**SOURCE EXTRACT**
--- start ---

The fees were sent without reducing the amounts for expenses
or overhead.
On September 17, 2004, Linscott sent an e-mail to Shasteen
and Brock indicating that he intended to pay them for their
portion of fees collected from three clients. On September 20,
2004, Linscott e-mailed Shasteen and Brock and stated that
he had showed his office staff how to divide fees and that he
intended to continue splitting fees the “same way” as they had
been doing. The e-mail further stated, “I am going to honor
our fee arrangement and trust that you will do the same, so
I’m not going to require any additional documentation other
than maybe the disbursement letter on non [sic] weekly checks
(settlements). Let me know if you disagree.”

--- end ---

**EXCERPTED DATA**
--- start ---

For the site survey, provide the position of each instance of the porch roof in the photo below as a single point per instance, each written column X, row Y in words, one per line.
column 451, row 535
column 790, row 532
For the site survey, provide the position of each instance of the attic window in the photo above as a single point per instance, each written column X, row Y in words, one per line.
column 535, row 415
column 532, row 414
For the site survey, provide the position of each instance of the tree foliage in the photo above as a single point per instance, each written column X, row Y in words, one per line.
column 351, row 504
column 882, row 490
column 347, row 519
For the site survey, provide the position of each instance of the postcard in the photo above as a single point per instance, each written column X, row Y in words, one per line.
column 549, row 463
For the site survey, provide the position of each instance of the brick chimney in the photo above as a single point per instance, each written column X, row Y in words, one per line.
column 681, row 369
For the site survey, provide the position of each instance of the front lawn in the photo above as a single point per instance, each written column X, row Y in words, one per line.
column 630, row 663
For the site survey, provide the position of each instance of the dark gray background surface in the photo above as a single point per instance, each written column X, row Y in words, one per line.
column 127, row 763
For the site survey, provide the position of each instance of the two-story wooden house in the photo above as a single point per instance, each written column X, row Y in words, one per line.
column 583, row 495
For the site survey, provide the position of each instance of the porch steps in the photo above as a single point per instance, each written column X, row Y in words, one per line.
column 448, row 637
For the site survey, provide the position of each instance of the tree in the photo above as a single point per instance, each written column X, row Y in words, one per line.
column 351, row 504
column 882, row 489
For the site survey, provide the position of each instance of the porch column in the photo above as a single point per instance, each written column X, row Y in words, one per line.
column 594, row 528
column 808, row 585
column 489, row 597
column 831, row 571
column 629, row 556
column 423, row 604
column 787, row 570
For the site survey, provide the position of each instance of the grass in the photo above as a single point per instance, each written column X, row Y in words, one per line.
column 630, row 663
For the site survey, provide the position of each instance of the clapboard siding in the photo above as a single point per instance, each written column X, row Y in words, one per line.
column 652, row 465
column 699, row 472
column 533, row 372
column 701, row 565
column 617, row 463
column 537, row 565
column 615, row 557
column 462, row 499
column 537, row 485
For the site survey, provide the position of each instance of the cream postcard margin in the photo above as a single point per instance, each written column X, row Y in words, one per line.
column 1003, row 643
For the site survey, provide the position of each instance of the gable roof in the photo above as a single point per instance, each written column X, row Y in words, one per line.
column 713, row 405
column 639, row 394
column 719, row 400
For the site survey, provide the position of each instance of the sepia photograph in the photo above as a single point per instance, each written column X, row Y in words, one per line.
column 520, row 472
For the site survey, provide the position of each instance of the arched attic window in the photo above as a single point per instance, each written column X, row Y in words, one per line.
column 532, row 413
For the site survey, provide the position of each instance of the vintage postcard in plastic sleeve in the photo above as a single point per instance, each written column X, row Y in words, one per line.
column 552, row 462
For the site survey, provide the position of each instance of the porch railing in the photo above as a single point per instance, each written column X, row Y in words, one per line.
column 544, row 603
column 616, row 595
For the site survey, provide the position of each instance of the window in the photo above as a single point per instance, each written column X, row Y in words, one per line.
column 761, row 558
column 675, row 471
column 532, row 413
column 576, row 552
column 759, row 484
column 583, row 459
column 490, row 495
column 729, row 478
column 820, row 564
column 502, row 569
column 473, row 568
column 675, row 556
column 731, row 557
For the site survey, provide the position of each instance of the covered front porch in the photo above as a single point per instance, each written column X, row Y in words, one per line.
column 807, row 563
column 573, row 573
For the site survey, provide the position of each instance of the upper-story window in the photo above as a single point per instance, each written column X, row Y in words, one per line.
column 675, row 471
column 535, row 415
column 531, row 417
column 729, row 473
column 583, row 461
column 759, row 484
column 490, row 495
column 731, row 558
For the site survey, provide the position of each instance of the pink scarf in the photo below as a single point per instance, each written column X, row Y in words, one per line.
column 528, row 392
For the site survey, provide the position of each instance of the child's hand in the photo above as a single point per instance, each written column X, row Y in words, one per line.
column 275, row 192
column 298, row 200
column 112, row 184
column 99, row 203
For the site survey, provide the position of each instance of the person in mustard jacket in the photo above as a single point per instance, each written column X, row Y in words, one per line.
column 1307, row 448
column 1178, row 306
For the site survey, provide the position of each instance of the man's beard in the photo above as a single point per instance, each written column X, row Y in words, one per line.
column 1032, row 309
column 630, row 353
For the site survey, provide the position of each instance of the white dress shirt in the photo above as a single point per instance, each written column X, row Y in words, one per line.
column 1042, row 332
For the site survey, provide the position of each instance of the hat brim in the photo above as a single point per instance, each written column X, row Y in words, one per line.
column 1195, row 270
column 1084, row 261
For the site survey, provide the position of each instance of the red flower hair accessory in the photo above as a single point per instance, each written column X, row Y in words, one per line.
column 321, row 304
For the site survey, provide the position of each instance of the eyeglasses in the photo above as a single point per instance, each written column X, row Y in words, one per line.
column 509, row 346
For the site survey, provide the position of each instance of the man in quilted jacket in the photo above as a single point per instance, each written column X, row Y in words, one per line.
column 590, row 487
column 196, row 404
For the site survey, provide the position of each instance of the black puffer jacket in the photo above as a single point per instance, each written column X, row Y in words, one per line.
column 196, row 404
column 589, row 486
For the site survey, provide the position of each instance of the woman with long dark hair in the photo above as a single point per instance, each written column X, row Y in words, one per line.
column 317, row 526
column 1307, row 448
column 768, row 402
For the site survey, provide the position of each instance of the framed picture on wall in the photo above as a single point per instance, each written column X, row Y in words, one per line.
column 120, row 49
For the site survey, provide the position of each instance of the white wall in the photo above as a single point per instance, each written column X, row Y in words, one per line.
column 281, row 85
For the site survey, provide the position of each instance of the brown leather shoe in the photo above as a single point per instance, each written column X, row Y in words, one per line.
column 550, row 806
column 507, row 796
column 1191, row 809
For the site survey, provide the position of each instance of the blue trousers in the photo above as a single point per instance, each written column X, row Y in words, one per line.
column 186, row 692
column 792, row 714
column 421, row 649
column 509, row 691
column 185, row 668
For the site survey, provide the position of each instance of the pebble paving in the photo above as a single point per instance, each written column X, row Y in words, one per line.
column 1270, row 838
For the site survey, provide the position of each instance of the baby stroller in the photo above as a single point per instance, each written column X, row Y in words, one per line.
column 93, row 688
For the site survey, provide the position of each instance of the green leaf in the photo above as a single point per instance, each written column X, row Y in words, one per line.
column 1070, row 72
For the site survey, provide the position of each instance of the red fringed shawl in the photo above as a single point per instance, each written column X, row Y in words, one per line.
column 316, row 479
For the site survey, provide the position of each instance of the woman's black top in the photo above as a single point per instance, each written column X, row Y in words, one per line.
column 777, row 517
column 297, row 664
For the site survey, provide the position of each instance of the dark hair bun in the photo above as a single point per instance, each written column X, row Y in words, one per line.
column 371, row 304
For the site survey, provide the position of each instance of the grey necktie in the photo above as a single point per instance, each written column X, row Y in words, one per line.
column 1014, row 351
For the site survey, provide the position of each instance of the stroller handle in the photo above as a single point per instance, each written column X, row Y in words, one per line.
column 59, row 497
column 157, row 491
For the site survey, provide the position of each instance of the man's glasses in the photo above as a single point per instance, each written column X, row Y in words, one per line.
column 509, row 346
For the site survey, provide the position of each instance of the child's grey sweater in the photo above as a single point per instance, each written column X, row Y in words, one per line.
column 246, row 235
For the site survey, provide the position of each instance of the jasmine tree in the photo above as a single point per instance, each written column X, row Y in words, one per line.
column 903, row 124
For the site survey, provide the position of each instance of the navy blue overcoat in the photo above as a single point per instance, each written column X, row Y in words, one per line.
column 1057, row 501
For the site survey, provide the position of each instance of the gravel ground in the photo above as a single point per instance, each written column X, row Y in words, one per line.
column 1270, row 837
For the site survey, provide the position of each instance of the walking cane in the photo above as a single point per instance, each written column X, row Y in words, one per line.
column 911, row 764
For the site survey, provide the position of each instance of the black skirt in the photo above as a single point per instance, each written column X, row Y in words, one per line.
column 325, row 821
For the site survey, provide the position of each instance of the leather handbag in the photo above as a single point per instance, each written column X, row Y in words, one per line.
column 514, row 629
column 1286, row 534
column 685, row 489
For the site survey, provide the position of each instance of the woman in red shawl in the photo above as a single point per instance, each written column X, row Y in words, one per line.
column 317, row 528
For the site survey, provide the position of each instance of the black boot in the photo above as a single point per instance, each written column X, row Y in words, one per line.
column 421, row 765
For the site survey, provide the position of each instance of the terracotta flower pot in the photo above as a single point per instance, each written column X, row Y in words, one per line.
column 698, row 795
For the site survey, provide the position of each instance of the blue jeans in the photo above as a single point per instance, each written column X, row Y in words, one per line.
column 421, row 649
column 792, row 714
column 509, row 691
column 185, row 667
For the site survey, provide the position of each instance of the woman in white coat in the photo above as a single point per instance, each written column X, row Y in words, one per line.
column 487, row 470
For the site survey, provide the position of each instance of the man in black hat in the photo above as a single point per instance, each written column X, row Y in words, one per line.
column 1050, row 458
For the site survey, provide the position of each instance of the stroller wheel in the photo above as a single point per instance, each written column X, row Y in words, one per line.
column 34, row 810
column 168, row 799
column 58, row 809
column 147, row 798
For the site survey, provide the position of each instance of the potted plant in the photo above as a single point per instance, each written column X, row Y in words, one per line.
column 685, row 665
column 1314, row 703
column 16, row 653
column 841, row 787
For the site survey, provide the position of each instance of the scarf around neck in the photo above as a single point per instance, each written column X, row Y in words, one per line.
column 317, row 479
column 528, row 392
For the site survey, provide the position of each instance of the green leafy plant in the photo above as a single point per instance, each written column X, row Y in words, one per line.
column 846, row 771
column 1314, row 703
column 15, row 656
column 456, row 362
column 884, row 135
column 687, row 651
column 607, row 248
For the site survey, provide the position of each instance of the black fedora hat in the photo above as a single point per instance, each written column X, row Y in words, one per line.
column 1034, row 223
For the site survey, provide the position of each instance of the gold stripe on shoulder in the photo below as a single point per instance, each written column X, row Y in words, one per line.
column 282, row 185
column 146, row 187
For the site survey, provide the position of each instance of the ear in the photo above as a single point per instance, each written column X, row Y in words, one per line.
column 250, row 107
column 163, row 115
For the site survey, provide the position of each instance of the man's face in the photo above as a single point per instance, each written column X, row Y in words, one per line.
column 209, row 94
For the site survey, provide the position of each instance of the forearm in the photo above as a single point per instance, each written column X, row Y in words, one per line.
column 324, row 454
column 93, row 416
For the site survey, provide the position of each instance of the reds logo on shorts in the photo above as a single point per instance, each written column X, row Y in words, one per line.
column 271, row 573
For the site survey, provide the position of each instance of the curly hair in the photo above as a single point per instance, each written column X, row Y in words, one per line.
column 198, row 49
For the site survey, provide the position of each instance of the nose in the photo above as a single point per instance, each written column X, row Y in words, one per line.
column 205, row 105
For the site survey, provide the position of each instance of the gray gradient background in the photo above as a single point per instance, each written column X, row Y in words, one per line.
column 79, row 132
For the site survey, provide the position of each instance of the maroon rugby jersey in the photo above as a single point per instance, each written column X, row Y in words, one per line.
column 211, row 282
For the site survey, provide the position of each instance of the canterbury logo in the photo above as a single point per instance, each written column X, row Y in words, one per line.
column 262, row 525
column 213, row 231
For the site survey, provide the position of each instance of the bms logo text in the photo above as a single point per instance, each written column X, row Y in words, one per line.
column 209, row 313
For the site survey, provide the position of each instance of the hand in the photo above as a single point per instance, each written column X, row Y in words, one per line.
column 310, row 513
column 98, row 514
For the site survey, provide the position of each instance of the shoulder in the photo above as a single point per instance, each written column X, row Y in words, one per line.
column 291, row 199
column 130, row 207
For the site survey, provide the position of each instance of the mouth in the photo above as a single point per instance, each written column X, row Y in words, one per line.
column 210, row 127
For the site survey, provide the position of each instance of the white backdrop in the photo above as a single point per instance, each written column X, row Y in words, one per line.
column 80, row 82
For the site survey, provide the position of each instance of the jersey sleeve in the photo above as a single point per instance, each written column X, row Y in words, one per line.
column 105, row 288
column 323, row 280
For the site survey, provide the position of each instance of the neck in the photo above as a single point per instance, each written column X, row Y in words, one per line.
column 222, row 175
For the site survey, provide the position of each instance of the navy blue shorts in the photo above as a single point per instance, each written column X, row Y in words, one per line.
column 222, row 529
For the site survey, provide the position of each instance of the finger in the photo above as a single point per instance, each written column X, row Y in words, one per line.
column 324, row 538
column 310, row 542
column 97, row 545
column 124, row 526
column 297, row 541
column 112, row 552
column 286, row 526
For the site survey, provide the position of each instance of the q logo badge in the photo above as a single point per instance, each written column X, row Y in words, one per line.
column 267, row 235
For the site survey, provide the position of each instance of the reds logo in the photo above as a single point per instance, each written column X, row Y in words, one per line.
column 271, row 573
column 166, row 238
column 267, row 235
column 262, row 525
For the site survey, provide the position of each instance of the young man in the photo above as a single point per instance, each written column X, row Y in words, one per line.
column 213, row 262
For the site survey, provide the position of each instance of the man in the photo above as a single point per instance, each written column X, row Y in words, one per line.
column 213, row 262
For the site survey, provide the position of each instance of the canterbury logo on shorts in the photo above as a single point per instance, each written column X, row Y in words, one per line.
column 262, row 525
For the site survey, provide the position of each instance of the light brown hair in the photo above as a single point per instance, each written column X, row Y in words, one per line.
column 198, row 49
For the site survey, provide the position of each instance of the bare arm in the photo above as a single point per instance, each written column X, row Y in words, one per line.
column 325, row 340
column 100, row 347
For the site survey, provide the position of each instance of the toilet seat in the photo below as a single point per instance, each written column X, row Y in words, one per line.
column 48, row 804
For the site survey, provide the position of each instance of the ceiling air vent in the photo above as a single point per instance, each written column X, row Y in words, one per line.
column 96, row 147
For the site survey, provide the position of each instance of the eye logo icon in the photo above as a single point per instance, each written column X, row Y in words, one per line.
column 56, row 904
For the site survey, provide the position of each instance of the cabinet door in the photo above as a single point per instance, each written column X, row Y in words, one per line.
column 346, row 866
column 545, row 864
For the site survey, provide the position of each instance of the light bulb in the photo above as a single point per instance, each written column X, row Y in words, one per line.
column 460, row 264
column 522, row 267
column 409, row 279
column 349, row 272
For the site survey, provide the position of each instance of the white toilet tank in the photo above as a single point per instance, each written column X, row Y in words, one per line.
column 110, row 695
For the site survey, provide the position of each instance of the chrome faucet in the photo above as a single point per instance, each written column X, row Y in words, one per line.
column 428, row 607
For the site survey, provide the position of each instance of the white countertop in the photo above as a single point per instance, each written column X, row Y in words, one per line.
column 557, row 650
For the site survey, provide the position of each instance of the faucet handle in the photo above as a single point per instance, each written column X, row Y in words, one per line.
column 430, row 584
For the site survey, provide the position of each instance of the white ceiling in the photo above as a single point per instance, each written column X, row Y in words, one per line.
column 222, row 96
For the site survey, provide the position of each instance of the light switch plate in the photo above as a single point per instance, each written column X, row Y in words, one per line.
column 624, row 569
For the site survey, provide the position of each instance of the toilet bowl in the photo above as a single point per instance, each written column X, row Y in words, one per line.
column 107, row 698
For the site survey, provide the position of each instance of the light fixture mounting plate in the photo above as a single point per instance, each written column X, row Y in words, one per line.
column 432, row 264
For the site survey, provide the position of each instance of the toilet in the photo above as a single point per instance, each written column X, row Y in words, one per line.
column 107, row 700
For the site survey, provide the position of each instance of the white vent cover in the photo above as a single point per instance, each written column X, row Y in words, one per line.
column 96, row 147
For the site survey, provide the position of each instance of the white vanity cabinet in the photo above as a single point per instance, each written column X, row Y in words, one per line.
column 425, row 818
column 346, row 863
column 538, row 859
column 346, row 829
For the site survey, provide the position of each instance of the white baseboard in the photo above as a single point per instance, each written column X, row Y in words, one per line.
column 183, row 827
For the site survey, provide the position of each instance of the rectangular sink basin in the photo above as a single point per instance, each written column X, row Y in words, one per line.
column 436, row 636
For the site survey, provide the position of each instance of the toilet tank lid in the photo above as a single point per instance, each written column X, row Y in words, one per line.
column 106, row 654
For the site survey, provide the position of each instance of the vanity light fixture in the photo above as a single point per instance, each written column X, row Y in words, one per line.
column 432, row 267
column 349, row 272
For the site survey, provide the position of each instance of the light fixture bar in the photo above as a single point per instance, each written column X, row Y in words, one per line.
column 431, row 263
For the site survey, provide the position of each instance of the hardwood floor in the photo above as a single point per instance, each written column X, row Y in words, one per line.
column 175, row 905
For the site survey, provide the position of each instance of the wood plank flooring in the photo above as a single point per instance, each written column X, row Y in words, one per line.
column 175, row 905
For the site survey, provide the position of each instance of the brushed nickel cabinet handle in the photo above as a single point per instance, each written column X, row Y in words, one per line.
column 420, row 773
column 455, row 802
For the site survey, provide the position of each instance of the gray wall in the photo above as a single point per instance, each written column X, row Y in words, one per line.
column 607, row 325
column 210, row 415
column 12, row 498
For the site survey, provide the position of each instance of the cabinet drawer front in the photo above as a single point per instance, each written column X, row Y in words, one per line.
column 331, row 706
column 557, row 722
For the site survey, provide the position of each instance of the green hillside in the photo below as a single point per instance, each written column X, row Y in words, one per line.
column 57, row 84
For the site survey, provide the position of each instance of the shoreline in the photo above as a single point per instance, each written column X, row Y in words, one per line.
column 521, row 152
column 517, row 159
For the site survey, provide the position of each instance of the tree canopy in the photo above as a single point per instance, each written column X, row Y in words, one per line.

--- end ---

**REQUIRED WORK**
A – List every line of the records that contains the string "child". Case counts.
B – Continue the passage about the fee-splitting e-mails among Linscott, Shasteen and Brock, starting after its last sentence.

**ANSWERS TO THE TASKS**
A –
For the site survey, provide the position of each instance of the child's hand in the photo above as a single point per instance, each written column X, row Y in words, one per line.
For the site survey, provide the position of each instance of the child's grey sweater in the photo above as a single point per instance, each written column X, row Y in words, one per line.

B –
In a response e-mail sent on September 22, 2004, Brock did
not object to the fee arrangement. On November 17, Linscott
sent a letter to Shasteen and Brock, which stated, “As far as the
fees are concern [sic], I think things are working well on our
cases where fees are currently being generated.” In a response
letter dated November 29, 2004, Shasteen disagrees with cer-
tain requests made by Linscott but does not discuss or contest
the fee arrangement between the parties. On January 24, 2005,
Shasteen sent Linscott an SLB case list, which indicated cases
that existed at the time of Linscott’s departure which were
retained by Shasteen and Brock.
According to Brock, this exchange of fees from September
17, 2004, through January 10, 2005, was done without his
knowledge. When Brock learned of this arrangement, he
ordered it to stop. Shasteen and Brock stopped sending checks
on December 28, 2004. Linscott sent his last fee check on
January 10, 2005.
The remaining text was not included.